Work item: Although the entries contain pictures, only their text goes into the copy, set down exactly.

Records for the exercise:
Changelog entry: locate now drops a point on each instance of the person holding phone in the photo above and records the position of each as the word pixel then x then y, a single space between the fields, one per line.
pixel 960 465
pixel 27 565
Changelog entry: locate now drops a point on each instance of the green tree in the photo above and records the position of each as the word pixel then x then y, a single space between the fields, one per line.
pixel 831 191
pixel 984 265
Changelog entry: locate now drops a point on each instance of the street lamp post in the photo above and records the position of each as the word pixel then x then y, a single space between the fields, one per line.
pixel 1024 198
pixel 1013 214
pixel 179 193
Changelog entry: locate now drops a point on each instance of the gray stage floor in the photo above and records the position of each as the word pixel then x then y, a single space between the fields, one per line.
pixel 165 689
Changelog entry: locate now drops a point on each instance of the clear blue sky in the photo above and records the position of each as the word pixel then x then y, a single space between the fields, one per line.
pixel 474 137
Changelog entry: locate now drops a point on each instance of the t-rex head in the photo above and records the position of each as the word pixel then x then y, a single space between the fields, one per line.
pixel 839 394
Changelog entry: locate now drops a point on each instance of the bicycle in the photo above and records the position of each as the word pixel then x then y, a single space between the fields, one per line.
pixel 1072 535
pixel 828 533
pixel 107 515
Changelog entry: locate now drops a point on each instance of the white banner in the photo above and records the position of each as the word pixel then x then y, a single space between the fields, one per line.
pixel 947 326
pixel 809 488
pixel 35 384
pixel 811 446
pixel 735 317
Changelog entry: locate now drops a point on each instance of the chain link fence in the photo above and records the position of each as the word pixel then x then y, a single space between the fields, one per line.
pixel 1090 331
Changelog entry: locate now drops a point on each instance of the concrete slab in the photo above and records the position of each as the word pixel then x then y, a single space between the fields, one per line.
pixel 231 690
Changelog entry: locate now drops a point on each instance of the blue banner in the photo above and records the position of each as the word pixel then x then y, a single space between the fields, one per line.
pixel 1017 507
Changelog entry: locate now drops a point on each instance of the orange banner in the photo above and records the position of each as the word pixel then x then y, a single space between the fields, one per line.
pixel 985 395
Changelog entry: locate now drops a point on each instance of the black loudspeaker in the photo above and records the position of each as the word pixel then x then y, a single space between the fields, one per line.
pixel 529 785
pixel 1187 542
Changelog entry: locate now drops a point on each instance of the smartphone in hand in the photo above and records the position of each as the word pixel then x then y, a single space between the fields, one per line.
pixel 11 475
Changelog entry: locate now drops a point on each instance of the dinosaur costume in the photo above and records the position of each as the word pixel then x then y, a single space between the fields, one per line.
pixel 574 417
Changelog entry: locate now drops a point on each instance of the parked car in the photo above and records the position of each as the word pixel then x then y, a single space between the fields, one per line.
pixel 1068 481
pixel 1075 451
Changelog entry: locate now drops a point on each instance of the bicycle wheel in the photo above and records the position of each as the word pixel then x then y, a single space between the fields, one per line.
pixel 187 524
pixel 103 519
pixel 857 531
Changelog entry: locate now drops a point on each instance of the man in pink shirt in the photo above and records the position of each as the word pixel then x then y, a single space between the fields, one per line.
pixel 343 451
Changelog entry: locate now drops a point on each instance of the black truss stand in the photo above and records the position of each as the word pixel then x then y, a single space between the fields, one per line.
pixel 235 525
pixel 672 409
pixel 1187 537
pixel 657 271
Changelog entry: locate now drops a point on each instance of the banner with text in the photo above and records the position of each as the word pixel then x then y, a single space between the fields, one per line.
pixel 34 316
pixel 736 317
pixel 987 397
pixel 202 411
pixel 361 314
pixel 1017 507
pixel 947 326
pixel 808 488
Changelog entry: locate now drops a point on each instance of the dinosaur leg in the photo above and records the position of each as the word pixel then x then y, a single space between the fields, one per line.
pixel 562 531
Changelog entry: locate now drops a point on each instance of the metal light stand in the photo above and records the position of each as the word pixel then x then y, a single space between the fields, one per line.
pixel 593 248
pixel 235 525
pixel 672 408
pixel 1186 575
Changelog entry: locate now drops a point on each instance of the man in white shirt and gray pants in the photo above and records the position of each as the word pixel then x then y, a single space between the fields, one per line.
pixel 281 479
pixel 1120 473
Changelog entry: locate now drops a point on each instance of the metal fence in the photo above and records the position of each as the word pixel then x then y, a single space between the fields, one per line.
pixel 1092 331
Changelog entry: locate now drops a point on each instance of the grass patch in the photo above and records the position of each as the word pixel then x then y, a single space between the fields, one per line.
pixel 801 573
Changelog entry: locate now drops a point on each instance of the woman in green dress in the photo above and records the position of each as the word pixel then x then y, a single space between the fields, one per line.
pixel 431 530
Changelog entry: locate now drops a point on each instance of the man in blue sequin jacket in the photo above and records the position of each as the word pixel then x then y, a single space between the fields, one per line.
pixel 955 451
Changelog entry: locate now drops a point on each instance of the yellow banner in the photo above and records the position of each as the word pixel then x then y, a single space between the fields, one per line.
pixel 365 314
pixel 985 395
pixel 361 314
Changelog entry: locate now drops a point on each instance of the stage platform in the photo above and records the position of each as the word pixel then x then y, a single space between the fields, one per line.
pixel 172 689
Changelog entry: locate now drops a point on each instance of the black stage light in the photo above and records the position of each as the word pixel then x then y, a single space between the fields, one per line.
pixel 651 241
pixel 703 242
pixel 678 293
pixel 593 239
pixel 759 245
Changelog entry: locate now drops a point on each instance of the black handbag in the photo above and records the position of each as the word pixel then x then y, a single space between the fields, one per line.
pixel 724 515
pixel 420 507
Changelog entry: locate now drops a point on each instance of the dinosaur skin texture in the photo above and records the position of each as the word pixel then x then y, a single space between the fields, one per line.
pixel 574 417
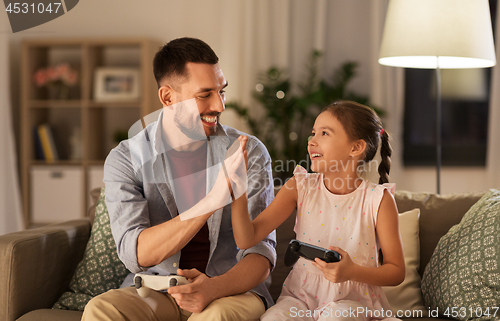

Solution below:
Changelog entry: locate now drops a point on each instance of the person holding phone in the photo above and records the position of each as the word pixel then x then y, a single space between the fields, one per line.
pixel 960 465
pixel 27 565
Changelog entry: locate now drops a point on each instance of the green tree in the photo above and records the position of each as the word pixel then x then y, a single space between the fields, one per line.
pixel 831 191
pixel 984 265
Changelog entry: locate now drops a point on each instance of the street lamp post in the photo above and records the position of each as the word pixel then x then y, a single space between the fields, one per line.
pixel 1024 198
pixel 1013 214
pixel 179 193
Changelog entry: locate now drops a point on each instance of the gray stage floor in the photo above and records the position of each as the word pixel then x then y, a single space between the fields, one per line.
pixel 165 689
Changelog entry: locate now drops a point on each instance of the clear blue sky in the photo above and records the position of each as the word pixel then x then y, a single space between the fields, one per line.
pixel 474 137
Changelog entry: locate now drops a point on each instance of the t-rex head in the photo above and records the position of each as the word pixel then x then y, a single space between the fields, one per line.
pixel 839 394
Changelog entry: locate now drops a point on each instance of the bicycle in the photo above and records the position of each as the word pixel then x then y, a single space between the fields, one per line.
pixel 1072 535
pixel 828 533
pixel 107 515
Changelog entry: locate now drops a point on each instance of the white banner in the photo above and records the position of each as the word pixel then x then y, a single space between the fields, one per line.
pixel 947 326
pixel 809 488
pixel 35 384
pixel 811 446
pixel 735 317
Changelog entry: locate now drops a point on each instance of the chain link fence in the photo above and records the position of each as the word pixel then x then y, a single space between the fields, one per line.
pixel 1090 331
Changelog entry: locate now drops a point on each instance of the concrete slab in the photo above and records the position of each as the word pixel then x then y, a single space between the fields, one per line.
pixel 231 690
Changelog entry: locate now drops a point on each instance of the blue banner in the photo above and records the position of each as the word pixel then x then y, a single space between the fields, one per line.
pixel 1017 507
Changelog entry: locate now drops a point on each instance of the orange banner in the photo above and records the position of each as the word pixel then x then y, a single space between the fields, one per line.
pixel 985 395
Changelog entry: locate now drops a point on each instance of the black loudspeaker in the photo above and records the position of each as the word pixel then x then y, a single space between the fields, one per line.
pixel 529 785
pixel 1187 542
Changelog entry: locate now drops a point on each instance of the smartphone in hand in the photo above and records the position of each as the word pixel then x then y, a single space between the fields, one per line.
pixel 11 475
Changelog entry: locate now drops a point on each instance of the dinosaur costume in the photo above and records the position of each as the word pixel then x then y, a single space between the fields, one per line.
pixel 574 417
Changelog entry: locate now drops a point on each instance of the parked car in the photo above and records the position of each as the word pixel then x then y, a single space between the fields, one per line.
pixel 1068 481
pixel 1075 451
Changelog entry: locate now drops a point on each instance of the bicycle wheel in the photo above and records the position of each as the word pixel then x then y, a single space between the fields, one per line.
pixel 187 524
pixel 103 519
pixel 857 531
Changelog entry: locate now drops a point on each instance of the man in pink shirt in the photo above and records the position of each as the word pixel then x then y, a single space between the fields, one per line.
pixel 343 451
Changelog entry: locate now drops a point on each instance of the black truss stand in the photo above and records the position of each as the word pixel then x then y, a single space between the fields, one per line.
pixel 235 525
pixel 672 409
pixel 1187 537
pixel 657 271
Changelog entry: locate now drops a point on each instance of the banner with text in the photo above and records the position of each as the word pixel then x then y, a single space between the fields, one per line.
pixel 34 316
pixel 736 317
pixel 987 397
pixel 202 411
pixel 361 314
pixel 1017 507
pixel 947 326
pixel 808 488
Changelog entry: locate now drops a point on each instance of the dinosaur leg in the photo above and records the position of each as the word pixel then x then y, a single space between the fields, one per line.
pixel 562 531
Changelog entry: locate now drops a point on each instance of the metal light stand in the photo above and records the position of each as the word pixel then x then y, a single space between the fields, one per line.
pixel 593 248
pixel 235 525
pixel 672 408
pixel 1186 575
Changelog entry: locate now drops a point on each instance of the man in white shirt and gray pants in the photo above and records the position of each as the word pixel then x then y, a single space between the fields, one per line.
pixel 281 479
pixel 1120 473
Changelog entry: locate now drops a point on each instance of the metal fence in the photo above and records the position of each as the word pixel then x then y, a single space between the fields, one per line.
pixel 1092 331
Changelog entry: locate now drops a point on each instance of the grass patch in the photo above and records the position of each as the word pixel then x then y, a single space between the fields, one per line.
pixel 801 573
Changelog entry: locate now drops a point on each instance of the woman in green dress in the photo above and records the position of each as the word pixel then x then y, a single space between the fields, one per line.
pixel 431 530
Changelog entry: locate now drops a point on each instance of the man in blue sequin jacket in the photo above and records the position of each as the word pixel then x then y, a single space between the fields, one per line.
pixel 955 451
Changelog entry: locate now drops a point on each instance of the yellow banner in the photo above and records the position of each as the word pixel then x then y, a single space between the fields, one per line.
pixel 365 314
pixel 985 395
pixel 361 314
Changelog entry: locate now drops a point on each instance of the stage platform in the photo above and records the position of each as the word pixel then x then y, a single space between the fields, one per line.
pixel 172 689
Changelog entry: locate now drops a point on each instance of the black stage light in the photo above and records the position of each as the word pixel then x then y, a single space between the fields, one per line.
pixel 651 241
pixel 703 242
pixel 678 293
pixel 593 239
pixel 759 245
Changelog entry: locate now drops a point on each instance of the black handbag in the photo above and records the position of each as the word pixel then x then y, a single space between the fields, one per line.
pixel 724 515
pixel 420 507
Changelog entry: locate now drops a point on each instance of the dinosaur skin texture in the photo above and records the position of each as the word pixel then x then y, a single space between the fields, one per line.
pixel 574 417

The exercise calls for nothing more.